TEXT EXCERPT »

Effectively, the law bans women from accepting payment to become surrogates with the aim of bringing oversight into a medical realm that has often been at the heart of exploitation of women from low-income group families across the country. It says that no money can be paid except “the medical expenses incurred on surrogate mother and the insurance coverage for the surrogate mother”. The surrogate must be a “close relative” of the couple.
However, experts and activists argued that the law has several potential blind spots, including the mandate that only "close relatives" can become surrogate mothers, which doesn't take into account the patriarchal nature of many family relations in the country and the mandate that only a man and women, married for five years, can commission surrogates. This, experts, pointed out, discriminated against not just homosexual marriages, but also those who marry late and couples in live-in relationships.
The bill is the result of a 2009 report by the Law Commission of India that recommended a prohibition on commercial surrogacy - a process wherein a woman accepts a fee to carry an embryo to term for another couple. With commercial surrogacy heavily regulated in many western countries, India had become a hub and several incidents of women being exploited or coerced had been reported.
But while the law sought to end such exploitation and bring regulation into the realm for "altruistic surgery", experts argued that the Bill was "inflexible" and privileged an "archaic family system" that was not in sync with present reality. The parliamentary committee, for instance, that analysed the bill had opposed an outright ban, arguing that the bill in the present form was "moralistic" and robbed women of agency.
In particular, experts argued allowing only "close relatives" can become surrogates didn't take into account the inequality that remained in many families. "Regulation is much required, but this bill assumes that a surrogate will make a free choice. It completely forgets that women are often, the most powerless within a family system. Just because the transaction is taking place within the family does not necessarily imply that the woman is not being coerced for forced," said Dr Pratima Sen, a Kolkata-based reproductive endocrinologist.
Anant Bhan, researcher, global health, policy, and bioethics added that the bill was "unclear" as to what 'close relative' exactly means. He added that the mandate a man and women need to be married for five years failed to take into account the reality of modern relationships. "In today's world, many couples tend to marry quite late. They could be in their late thirties when they marry and this is something that the law is inflexible on. Regulation is much required, but the bill in its current form is quite problematic. The focus on heteronormative couples discriminates against single people, same-sex couples. This, in spite of the recent Supreme Court judgement."
Harish Iyer, Queer India added that the exclusion of the LGBTQ community resulted in the "denial of equal rights" for the community and argued that the bill was "highly prejudiced". He said, "If the sole intention had been protecting the rights of surrogate mothers and to steer against making wombs-on-rent a norm, there would have been a plan to rehabilitate and integrate surrogate moms into our societal framework. There is no plan whatsoever in this direction. Instead, we get a bill that almost brings surrogacy to a standstill."
"If surrogacy is out of bounds for queer persons, has the government strengthened its policy for adoption by queer persons? The answer is a loud "no". There are enough studies in the west that prove that queer persons make good parents, not as good as but better than heterosexual persons," he added.

EXERCISE INSTRUCTIONS »
A: Quote the stretch of the passage on India's surrogacy bill from "But while the" through "women of agency.".
B: Summarize the passage on India's surrogacy bill in two sentences.
C: List every person named in the passage on India's surrogacy bill.
The rows that come after the passage on India's surrogacy bill are not needed.

(Items listed in a dataset)
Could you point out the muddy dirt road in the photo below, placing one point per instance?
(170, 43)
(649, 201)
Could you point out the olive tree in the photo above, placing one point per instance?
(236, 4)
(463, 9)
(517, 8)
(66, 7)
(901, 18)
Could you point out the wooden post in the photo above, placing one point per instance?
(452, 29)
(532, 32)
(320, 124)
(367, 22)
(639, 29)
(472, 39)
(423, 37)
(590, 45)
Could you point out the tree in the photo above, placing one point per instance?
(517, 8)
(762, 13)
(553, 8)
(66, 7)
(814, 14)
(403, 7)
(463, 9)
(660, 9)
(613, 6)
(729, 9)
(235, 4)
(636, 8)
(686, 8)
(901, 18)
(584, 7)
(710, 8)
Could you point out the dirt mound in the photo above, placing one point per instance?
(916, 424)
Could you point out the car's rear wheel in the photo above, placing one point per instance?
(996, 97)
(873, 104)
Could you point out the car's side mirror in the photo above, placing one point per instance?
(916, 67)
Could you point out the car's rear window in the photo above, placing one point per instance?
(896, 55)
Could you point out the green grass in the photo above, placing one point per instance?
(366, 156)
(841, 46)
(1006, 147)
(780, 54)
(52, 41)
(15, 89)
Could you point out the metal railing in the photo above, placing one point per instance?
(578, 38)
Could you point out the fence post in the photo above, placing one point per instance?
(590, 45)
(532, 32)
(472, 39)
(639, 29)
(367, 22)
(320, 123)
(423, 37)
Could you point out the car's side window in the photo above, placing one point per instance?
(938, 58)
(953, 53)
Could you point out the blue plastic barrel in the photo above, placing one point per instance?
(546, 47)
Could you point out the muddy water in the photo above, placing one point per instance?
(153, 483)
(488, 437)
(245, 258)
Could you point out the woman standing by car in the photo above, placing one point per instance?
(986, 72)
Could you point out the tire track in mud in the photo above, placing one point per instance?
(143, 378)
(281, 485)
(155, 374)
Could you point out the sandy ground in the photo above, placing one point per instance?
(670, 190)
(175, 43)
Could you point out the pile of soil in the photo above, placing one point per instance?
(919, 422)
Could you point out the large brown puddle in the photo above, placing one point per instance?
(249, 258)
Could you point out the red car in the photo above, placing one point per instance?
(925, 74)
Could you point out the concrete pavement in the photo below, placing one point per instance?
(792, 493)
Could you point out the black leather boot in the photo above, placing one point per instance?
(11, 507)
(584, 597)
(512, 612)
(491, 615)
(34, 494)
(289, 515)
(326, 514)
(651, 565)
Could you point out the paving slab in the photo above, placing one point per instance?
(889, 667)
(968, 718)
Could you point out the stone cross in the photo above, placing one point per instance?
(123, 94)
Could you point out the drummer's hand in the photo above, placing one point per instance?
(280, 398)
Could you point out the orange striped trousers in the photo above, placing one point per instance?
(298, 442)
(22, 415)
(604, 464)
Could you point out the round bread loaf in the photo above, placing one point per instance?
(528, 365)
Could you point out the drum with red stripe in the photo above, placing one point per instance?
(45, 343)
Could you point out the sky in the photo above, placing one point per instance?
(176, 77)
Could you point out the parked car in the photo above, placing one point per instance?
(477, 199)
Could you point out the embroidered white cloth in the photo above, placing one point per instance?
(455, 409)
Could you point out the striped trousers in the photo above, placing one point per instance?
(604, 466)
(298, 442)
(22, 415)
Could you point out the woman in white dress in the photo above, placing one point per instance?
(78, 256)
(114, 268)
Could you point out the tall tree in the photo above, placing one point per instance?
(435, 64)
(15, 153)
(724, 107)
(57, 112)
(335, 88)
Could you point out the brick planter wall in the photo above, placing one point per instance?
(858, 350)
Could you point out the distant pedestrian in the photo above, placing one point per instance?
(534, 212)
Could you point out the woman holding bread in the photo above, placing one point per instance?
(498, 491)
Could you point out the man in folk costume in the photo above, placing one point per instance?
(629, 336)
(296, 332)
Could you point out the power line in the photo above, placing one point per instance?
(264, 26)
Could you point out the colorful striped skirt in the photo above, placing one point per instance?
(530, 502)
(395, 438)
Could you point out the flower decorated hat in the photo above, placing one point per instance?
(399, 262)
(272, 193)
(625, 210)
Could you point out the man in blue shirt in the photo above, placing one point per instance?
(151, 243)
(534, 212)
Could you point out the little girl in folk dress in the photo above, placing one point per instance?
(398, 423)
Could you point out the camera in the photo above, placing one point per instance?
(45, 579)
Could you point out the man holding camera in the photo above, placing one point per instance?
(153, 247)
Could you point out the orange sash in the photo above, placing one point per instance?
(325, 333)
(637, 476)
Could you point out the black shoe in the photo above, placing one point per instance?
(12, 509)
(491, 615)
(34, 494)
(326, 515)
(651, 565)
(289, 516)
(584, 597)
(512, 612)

PER-TASK OUTPUTS »
A:
But while the law sought to end such exploitation and bring regulation into the realm for "altruistic surgery", experts argued that the Bill was "inflexible" and privileged an "archaic family system" that was not in sync with present reality. The parliamentary committee, for instance, that analysed the bill had opposed an outright ban, arguing that the bill in the present form was "moralistic" and robbed women of agency.

B: The law bars payment to surrogates other than medical expenses and insurance coverage, and it requires the surrogate to be a close relative of the couple. Experts and activists called the bill inflexible and discriminatory, arguing that it ignores coercion within families and excludes those who marry late, couples in live-in relationships, single people and same-sex couples.

C: Dr Pratima Sen, Anant Bhan, Harish Iyer